** PROBLEM DETAILS **
Return each entry exactly, so that nothing in the data differs from the original.

Saved data entries
⟨
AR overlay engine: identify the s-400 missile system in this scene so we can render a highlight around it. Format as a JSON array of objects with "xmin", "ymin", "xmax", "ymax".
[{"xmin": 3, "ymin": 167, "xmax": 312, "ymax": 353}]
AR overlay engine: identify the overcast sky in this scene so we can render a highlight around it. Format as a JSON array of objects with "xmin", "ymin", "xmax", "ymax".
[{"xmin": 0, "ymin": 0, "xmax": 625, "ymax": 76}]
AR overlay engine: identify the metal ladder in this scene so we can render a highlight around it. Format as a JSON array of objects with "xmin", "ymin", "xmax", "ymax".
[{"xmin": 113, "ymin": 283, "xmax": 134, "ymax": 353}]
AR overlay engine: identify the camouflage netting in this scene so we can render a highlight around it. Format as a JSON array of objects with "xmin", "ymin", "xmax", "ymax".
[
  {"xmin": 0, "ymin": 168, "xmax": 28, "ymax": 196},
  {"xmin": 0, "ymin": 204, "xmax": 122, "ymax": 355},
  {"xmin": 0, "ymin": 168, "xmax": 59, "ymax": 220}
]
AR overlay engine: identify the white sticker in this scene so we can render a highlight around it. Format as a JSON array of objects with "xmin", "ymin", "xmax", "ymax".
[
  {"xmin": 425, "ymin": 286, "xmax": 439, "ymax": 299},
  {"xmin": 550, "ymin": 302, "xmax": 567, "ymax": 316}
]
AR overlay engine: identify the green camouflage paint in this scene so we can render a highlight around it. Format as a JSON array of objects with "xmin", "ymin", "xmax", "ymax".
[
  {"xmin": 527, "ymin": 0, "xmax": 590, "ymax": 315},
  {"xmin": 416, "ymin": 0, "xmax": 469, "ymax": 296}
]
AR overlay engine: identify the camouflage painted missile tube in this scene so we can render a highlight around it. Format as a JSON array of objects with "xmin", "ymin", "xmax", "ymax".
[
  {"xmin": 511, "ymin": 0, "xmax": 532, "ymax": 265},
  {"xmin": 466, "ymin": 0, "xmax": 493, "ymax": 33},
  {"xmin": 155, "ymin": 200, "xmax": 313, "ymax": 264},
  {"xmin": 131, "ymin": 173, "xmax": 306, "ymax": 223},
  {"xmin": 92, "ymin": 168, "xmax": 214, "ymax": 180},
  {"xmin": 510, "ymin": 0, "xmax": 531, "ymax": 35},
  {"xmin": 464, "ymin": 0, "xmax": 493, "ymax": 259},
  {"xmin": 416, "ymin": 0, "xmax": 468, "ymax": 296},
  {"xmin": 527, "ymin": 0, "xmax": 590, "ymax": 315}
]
⟩
** WRITTEN ANSWER **
AR overlay engine: identify the s-400 missile system in this scene so we can render a highlight around it. Format as a JSON array of objects with "xmin", "ymin", "xmax", "ymax".
[{"xmin": 3, "ymin": 167, "xmax": 312, "ymax": 353}]
AR overlay engine: identify the overcast sky in this scene so we can render a highlight around it. Format as a JSON array of objects with "xmin", "ymin", "xmax", "ymax".
[{"xmin": 0, "ymin": 0, "xmax": 625, "ymax": 76}]
AR overlay engine: identify the metal ladder in this scene so we can render a highlight around it. Format as a JSON array of objects with "xmin", "ymin", "xmax", "ymax".
[{"xmin": 113, "ymin": 283, "xmax": 134, "ymax": 353}]
AR overlay engine: identify the camouflage netting in this scene so we can render a highlight around it. Format as a JSON array of objects with "xmin", "ymin", "xmax", "ymax".
[
  {"xmin": 0, "ymin": 168, "xmax": 28, "ymax": 196},
  {"xmin": 0, "ymin": 204, "xmax": 122, "ymax": 355},
  {"xmin": 0, "ymin": 168, "xmax": 59, "ymax": 220}
]
AR overlay engine: identify the white sticker in this scene so we can render a highlight around it. Format as a JSON array of objects with "xmin", "ymin", "xmax", "ymax".
[
  {"xmin": 425, "ymin": 286, "xmax": 439, "ymax": 299},
  {"xmin": 550, "ymin": 302, "xmax": 567, "ymax": 316}
]
AR overlay engine: identify the green camouflage paint in this scene so we can render a highlight around it. Format as a JSON array of objects with "xmin", "ymin", "xmax", "ymax".
[
  {"xmin": 527, "ymin": 0, "xmax": 590, "ymax": 315},
  {"xmin": 416, "ymin": 0, "xmax": 469, "ymax": 296}
]
AR overlay engine: identify the camouflage painted missile tube in this scene so we can render a highlight around it. Format as a JSON array of objects with "xmin", "ymin", "xmax", "ymax".
[
  {"xmin": 511, "ymin": 0, "xmax": 532, "ymax": 265},
  {"xmin": 466, "ymin": 0, "xmax": 493, "ymax": 33},
  {"xmin": 155, "ymin": 200, "xmax": 313, "ymax": 264},
  {"xmin": 131, "ymin": 173, "xmax": 306, "ymax": 223},
  {"xmin": 92, "ymin": 168, "xmax": 214, "ymax": 180},
  {"xmin": 510, "ymin": 0, "xmax": 531, "ymax": 35},
  {"xmin": 464, "ymin": 0, "xmax": 493, "ymax": 259},
  {"xmin": 416, "ymin": 0, "xmax": 468, "ymax": 296},
  {"xmin": 527, "ymin": 0, "xmax": 590, "ymax": 315}
]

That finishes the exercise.